Stated problem:
From the line with "Where can the seam" through the final line, please write out the listing exactly, including both of those lines.

# # # # #

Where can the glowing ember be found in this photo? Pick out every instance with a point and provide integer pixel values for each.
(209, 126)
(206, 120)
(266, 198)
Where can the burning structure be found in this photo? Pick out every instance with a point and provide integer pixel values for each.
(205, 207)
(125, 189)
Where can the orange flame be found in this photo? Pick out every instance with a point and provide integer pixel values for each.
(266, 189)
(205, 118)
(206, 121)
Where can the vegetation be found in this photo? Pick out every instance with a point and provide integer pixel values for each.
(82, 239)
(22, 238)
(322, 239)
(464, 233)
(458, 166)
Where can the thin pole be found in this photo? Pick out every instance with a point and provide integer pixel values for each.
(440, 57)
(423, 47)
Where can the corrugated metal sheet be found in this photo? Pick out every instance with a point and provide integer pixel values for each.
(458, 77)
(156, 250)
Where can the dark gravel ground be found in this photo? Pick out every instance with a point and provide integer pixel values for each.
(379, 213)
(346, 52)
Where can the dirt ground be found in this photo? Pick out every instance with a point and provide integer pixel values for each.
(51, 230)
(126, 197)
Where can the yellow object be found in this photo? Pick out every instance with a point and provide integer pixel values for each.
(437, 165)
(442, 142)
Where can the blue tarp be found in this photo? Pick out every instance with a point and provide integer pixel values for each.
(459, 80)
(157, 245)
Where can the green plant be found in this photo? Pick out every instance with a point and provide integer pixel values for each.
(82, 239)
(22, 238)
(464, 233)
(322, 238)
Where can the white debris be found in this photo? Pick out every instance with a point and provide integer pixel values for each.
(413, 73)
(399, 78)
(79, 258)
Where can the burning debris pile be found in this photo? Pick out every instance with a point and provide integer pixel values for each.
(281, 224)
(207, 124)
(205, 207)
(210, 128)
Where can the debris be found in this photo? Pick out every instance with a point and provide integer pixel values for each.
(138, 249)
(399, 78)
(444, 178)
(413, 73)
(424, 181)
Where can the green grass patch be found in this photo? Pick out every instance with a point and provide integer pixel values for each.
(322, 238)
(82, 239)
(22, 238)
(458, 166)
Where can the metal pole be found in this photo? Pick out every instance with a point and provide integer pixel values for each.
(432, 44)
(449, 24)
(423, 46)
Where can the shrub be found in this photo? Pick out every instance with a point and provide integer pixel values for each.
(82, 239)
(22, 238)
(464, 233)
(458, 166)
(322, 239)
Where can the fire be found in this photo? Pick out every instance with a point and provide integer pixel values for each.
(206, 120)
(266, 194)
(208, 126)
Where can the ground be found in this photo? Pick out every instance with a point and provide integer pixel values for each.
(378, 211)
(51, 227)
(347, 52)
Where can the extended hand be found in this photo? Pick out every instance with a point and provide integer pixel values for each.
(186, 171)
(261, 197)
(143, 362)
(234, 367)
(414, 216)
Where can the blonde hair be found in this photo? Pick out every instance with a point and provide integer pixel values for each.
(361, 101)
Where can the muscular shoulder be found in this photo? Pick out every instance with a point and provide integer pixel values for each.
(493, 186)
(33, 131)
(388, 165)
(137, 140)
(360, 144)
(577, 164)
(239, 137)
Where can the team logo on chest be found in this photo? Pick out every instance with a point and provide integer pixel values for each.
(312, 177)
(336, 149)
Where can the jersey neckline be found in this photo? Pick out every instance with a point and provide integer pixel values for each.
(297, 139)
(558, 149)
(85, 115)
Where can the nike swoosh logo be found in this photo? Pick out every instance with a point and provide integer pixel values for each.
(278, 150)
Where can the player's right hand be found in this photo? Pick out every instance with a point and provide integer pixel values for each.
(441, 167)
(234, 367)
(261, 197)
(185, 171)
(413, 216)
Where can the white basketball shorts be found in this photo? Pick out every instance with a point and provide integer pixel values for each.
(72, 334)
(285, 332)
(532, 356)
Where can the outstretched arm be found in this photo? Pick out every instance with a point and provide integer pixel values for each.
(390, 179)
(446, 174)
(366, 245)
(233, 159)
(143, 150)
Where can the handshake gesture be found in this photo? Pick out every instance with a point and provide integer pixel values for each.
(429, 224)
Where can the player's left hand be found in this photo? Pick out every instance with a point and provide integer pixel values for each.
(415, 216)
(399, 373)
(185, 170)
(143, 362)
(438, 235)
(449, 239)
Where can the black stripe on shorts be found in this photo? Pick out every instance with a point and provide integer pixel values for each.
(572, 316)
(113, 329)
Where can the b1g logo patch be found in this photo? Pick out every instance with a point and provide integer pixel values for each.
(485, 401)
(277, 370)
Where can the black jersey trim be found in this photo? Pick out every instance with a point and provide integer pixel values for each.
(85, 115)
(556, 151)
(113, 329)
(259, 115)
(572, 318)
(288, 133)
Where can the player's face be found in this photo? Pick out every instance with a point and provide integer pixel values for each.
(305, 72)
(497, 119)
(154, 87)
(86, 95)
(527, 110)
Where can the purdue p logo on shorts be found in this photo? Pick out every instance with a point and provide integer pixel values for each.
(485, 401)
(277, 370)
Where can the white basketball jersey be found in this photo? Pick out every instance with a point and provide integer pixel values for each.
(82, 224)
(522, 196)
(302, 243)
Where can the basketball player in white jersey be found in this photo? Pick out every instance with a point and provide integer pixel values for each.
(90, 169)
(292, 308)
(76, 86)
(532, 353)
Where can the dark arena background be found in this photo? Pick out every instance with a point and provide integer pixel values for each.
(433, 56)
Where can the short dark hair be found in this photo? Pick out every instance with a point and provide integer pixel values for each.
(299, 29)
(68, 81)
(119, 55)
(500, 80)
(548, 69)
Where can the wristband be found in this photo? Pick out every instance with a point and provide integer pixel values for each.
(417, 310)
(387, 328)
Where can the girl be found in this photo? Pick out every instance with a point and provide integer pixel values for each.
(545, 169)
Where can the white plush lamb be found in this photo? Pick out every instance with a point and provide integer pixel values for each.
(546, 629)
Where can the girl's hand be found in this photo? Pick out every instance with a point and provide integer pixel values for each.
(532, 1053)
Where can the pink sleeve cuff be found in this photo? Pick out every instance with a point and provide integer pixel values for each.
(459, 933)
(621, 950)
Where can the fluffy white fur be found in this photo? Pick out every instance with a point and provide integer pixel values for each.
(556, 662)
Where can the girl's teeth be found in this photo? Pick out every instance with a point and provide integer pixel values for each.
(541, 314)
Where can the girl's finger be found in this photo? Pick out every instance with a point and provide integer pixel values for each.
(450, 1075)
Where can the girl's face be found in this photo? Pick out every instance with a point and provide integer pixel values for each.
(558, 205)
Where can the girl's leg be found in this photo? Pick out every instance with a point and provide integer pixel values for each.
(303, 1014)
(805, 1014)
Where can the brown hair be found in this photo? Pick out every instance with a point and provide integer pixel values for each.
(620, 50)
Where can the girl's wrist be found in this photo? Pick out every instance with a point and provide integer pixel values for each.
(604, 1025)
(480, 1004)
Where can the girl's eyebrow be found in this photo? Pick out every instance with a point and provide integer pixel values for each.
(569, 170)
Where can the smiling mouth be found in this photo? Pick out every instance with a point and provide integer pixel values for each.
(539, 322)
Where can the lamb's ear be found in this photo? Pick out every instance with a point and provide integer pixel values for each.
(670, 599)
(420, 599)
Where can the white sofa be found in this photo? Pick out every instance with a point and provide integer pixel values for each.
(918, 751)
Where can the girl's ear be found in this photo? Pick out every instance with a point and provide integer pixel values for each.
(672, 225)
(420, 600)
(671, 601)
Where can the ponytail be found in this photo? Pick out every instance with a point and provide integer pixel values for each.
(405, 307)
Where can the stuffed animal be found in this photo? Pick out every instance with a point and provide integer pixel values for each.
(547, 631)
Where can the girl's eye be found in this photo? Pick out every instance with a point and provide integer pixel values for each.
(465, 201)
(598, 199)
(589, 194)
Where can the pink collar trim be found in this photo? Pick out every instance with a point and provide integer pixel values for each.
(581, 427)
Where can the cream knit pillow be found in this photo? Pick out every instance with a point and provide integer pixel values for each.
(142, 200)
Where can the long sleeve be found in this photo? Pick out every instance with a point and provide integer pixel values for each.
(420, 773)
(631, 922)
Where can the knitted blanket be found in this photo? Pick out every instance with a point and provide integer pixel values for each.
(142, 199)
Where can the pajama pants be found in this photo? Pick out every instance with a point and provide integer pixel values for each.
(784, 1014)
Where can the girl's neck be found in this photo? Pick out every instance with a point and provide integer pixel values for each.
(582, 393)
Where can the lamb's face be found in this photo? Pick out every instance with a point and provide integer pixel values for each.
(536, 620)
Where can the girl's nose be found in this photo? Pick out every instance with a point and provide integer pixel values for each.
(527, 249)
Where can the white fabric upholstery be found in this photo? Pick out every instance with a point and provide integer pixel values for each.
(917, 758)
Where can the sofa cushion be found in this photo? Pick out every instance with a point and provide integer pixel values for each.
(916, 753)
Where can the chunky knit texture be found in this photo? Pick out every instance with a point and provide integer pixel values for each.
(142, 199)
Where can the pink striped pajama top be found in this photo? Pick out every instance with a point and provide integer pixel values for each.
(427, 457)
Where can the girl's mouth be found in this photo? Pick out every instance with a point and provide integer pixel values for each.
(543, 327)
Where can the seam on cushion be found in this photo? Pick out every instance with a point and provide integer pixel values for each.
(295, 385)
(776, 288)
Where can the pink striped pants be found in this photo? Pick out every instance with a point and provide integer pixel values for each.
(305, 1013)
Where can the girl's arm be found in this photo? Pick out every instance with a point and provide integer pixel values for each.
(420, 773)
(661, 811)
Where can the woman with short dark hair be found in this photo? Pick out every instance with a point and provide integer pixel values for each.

# # # # #

Result of the task:
Where can the seam on cushion be found in this photo? Pick out every instance with a point and provide integer pixel values for each.
(295, 385)
(776, 288)
Where can the pink striped pants be found in this photo? Pick out every instance with a point and provide integer pixel values for each.
(305, 1013)
Where can the girl's arm be found in this photo? Pick out every instance with a point and provide integer pixel values for each.
(420, 773)
(661, 811)
Where can the woman with short dark hair be found in this photo? Pick out every instance with a point and provide integer pixel values for each.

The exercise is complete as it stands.